» DIRECTION
Rewrite the rows below, changing every "simplified polygon" to "reduced polygon" and keeping everything else the same. Leave the pictures out of your answer.

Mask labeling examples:
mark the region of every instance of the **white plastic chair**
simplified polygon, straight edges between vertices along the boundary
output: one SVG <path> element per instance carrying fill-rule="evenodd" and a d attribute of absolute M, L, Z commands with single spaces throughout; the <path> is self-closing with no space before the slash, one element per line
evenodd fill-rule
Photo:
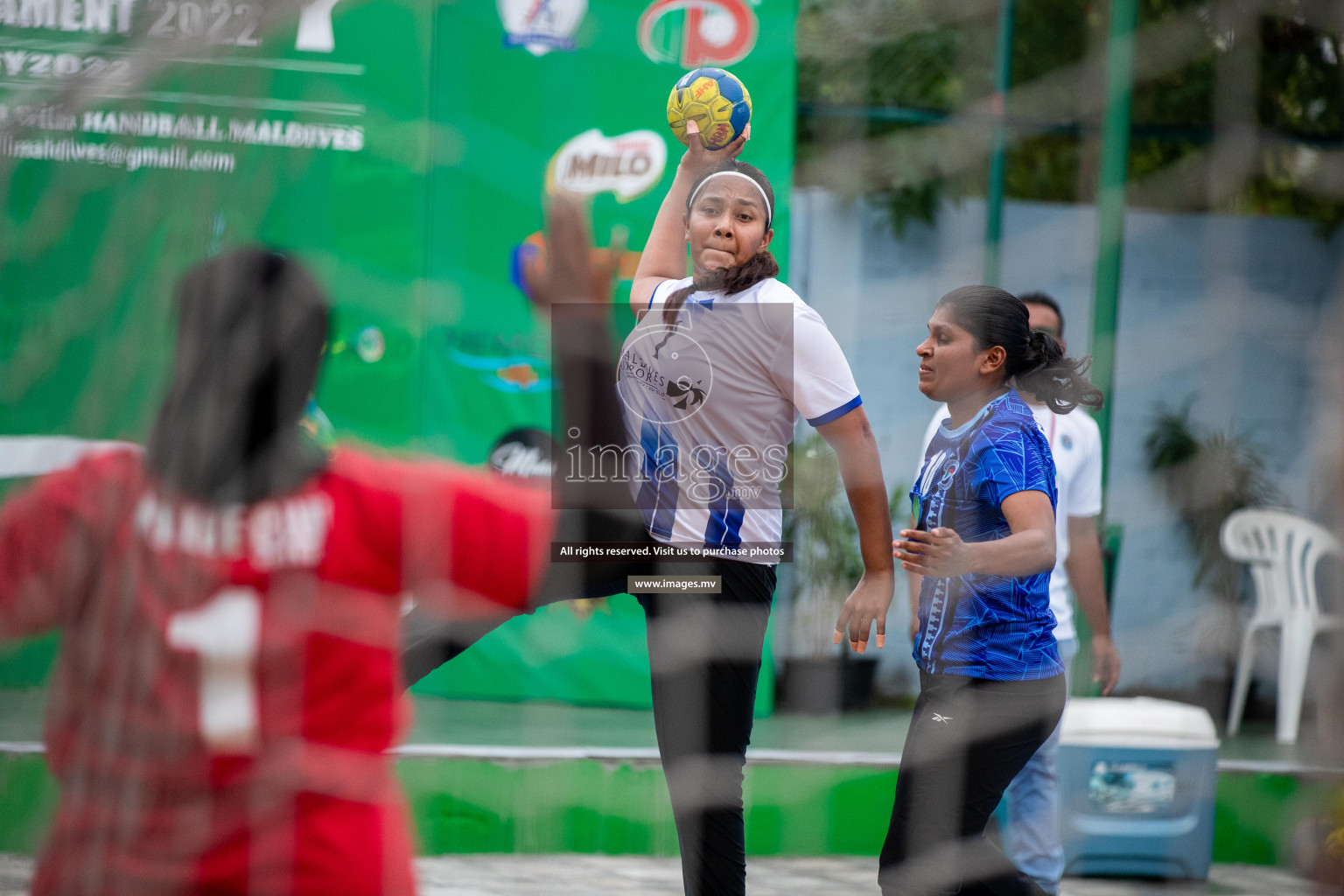
<path fill-rule="evenodd" d="M 1316 566 L 1340 555 L 1340 544 L 1324 528 L 1284 510 L 1236 510 L 1223 523 L 1223 552 L 1246 563 L 1255 583 L 1255 611 L 1242 635 L 1236 682 L 1227 711 L 1227 733 L 1235 735 L 1250 689 L 1255 634 L 1279 630 L 1278 708 L 1274 739 L 1297 743 L 1306 692 L 1306 669 L 1317 633 L 1344 629 L 1344 617 L 1321 613 L 1316 595 Z"/>

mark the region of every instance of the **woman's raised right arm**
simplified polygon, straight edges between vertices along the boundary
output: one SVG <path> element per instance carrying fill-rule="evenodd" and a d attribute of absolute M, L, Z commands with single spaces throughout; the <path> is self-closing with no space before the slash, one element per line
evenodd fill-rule
<path fill-rule="evenodd" d="M 685 125 L 688 136 L 700 133 L 695 121 L 688 121 Z M 644 317 L 659 283 L 685 277 L 685 200 L 691 195 L 691 184 L 719 161 L 735 159 L 750 136 L 751 125 L 747 125 L 742 134 L 723 149 L 706 149 L 699 140 L 691 140 L 676 168 L 672 188 L 659 206 L 653 230 L 649 231 L 649 242 L 645 243 L 640 266 L 634 270 L 634 282 L 630 283 L 630 310 L 636 318 Z"/>

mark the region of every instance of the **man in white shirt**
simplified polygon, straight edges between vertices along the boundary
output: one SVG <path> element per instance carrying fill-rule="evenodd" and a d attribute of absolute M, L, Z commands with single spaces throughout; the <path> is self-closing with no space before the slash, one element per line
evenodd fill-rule
<path fill-rule="evenodd" d="M 1021 296 L 1021 301 L 1031 316 L 1031 328 L 1044 330 L 1063 344 L 1064 316 L 1059 304 L 1044 293 L 1027 293 Z M 1102 685 L 1103 695 L 1109 695 L 1120 680 L 1120 654 L 1110 638 L 1101 541 L 1097 535 L 1097 516 L 1101 513 L 1101 431 L 1095 420 L 1079 410 L 1054 414 L 1031 395 L 1023 398 L 1031 404 L 1040 431 L 1050 439 L 1050 451 L 1055 459 L 1059 504 L 1055 516 L 1056 564 L 1050 575 L 1050 609 L 1055 614 L 1059 658 L 1071 685 L 1071 661 L 1078 653 L 1074 607 L 1068 599 L 1071 584 L 1093 633 L 1093 681 Z M 939 406 L 925 433 L 925 449 L 946 418 L 948 408 Z M 919 630 L 918 595 L 919 576 L 910 575 L 911 638 Z M 1008 786 L 1000 806 L 1007 815 L 1003 829 L 1004 852 L 1048 893 L 1059 892 L 1059 879 L 1064 870 L 1055 780 L 1058 751 L 1056 729 Z"/>

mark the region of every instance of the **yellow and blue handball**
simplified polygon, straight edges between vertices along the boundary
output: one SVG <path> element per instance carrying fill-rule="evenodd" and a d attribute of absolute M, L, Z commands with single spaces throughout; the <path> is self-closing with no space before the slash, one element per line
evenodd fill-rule
<path fill-rule="evenodd" d="M 691 120 L 699 125 L 706 149 L 722 149 L 751 121 L 751 94 L 723 69 L 688 71 L 668 97 L 668 125 L 681 142 L 685 142 L 685 122 Z"/>

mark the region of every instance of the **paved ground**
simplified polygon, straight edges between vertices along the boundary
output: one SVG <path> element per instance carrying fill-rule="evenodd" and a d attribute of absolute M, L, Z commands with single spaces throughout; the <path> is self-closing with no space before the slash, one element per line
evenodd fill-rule
<path fill-rule="evenodd" d="M 681 896 L 675 858 L 449 856 L 417 862 L 421 896 Z M 878 896 L 871 858 L 753 858 L 749 896 Z M 0 896 L 26 896 L 32 861 L 0 856 Z M 1067 879 L 1063 896 L 1312 896 L 1288 872 L 1215 865 L 1208 881 Z"/>

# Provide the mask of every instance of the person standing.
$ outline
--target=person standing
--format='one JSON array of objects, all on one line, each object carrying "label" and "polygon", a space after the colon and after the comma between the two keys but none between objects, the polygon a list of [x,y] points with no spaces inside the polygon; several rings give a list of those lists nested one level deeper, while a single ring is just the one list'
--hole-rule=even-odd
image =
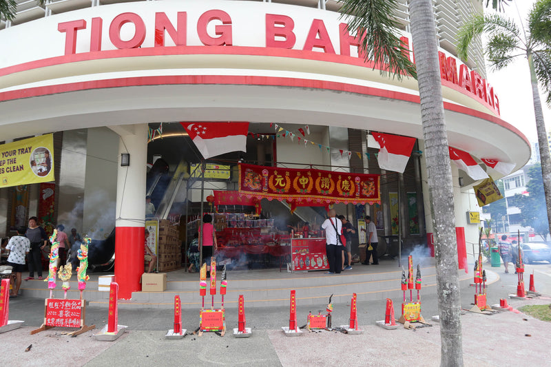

» THE SOLUTION
mark the region of every instance of the **white plastic chair**
reduced polygon, straight edges between vertices along the boundary
output: one SVG <path> element per instance carrying fill-rule="evenodd" and a d attribute of absolute M, L, Z commands with single spaces throughout; the <path> is self-closing with no space before the slash, one element per line
evenodd fill-rule
Photo:
<path fill-rule="evenodd" d="M 1316 566 L 1340 555 L 1340 544 L 1324 528 L 1284 510 L 1236 510 L 1223 523 L 1223 552 L 1246 563 L 1255 583 L 1255 611 L 1242 635 L 1236 682 L 1227 711 L 1227 733 L 1235 735 L 1250 689 L 1255 634 L 1279 630 L 1278 708 L 1274 739 L 1297 743 L 1306 692 L 1306 669 L 1317 633 L 1344 629 L 1344 617 L 1321 613 L 1316 595 Z"/>

mark the region of every instance of the **woman's raised right arm**
reduced polygon, straight edges between vertices along the boundary
output: one SVG <path> element per instance carrying fill-rule="evenodd" and a d attribute of absolute M, L, Z commands with single spaces throughout; the <path> is self-closing with no space before the slash, one element per line
evenodd fill-rule
<path fill-rule="evenodd" d="M 685 125 L 688 136 L 700 133 L 695 121 L 688 121 Z M 644 317 L 659 283 L 685 277 L 685 200 L 691 195 L 691 184 L 719 161 L 735 159 L 750 136 L 751 125 L 747 125 L 742 134 L 723 149 L 706 149 L 699 140 L 691 140 L 676 168 L 672 188 L 659 206 L 653 230 L 649 231 L 649 242 L 645 243 L 640 266 L 634 270 L 634 282 L 630 283 L 630 310 L 636 318 Z"/>

mark the region of every instance of the **man in white shirt**
reduced polygon, straight edges between vertices along the boundary
output: one SVG <path> element per instance carrying fill-rule="evenodd" and a d attribute of absolute M, L, Z commands with single spaces throughout; the <path> is self-closing with no space before the slash, one element per line
evenodd fill-rule
<path fill-rule="evenodd" d="M 1021 296 L 1021 301 L 1031 316 L 1031 328 L 1044 330 L 1063 344 L 1064 316 L 1059 304 L 1044 293 L 1027 293 Z M 1102 685 L 1103 695 L 1109 695 L 1120 680 L 1120 654 L 1110 638 L 1101 541 L 1097 535 L 1097 516 L 1101 513 L 1101 431 L 1095 420 L 1079 410 L 1054 414 L 1031 395 L 1023 398 L 1031 404 L 1040 431 L 1050 439 L 1050 451 L 1055 459 L 1059 504 L 1055 516 L 1056 564 L 1050 575 L 1050 609 L 1055 614 L 1059 658 L 1071 685 L 1071 661 L 1078 653 L 1074 607 L 1068 599 L 1071 584 L 1093 633 L 1093 681 Z M 939 406 L 925 433 L 925 449 L 946 418 L 948 408 Z M 919 630 L 918 595 L 919 576 L 910 575 L 911 638 Z M 1008 786 L 1000 806 L 1007 815 L 1003 829 L 1004 852 L 1048 893 L 1059 892 L 1059 879 L 1064 870 L 1055 780 L 1058 751 L 1056 729 Z"/>

mark the region of every instance of the **yellow and blue handball**
reduced polygon, straight edges between vertices along the boundary
output: one SVG <path> element per instance carrying fill-rule="evenodd" and a d attribute of absolute M, L, Z commands with single spaces throughout; the <path> is self-closing with no space before the slash, one element per line
evenodd fill-rule
<path fill-rule="evenodd" d="M 691 120 L 699 125 L 706 149 L 722 149 L 751 121 L 751 94 L 723 69 L 688 71 L 668 97 L 668 125 L 681 142 L 685 142 L 685 122 Z"/>

mark the region of every instance of the **paved ground**
reduced polygon, straight edges between vertices along the boundary
output: one SVG <path> element per instance carrying fill-rule="evenodd" and a d attribute of absolute M, L, Z commands with single spaces throughout; the <path> is self-closing with no space before the slash, one element per line
evenodd fill-rule
<path fill-rule="evenodd" d="M 681 896 L 675 858 L 449 856 L 417 862 L 421 896 Z M 878 896 L 871 858 L 753 858 L 749 896 Z M 0 896 L 26 896 L 32 861 L 0 856 Z M 1067 879 L 1063 896 L 1312 896 L 1288 872 L 1215 865 L 1208 881 Z"/>

# Provide the mask of every instance of the person standing.
$ outline
--target=person standing
--format='one JSON array of objects, all on one line, each object carrying "label" and "polygon", a space after the colon and after the comma between the two keys but none between objects, the polygon a list of [x,y] points with no spaces inside the polygon; several rings give a list of those lists nested one level deeper, while a single ring is just the one list'
--hole-rule=even-odd
image =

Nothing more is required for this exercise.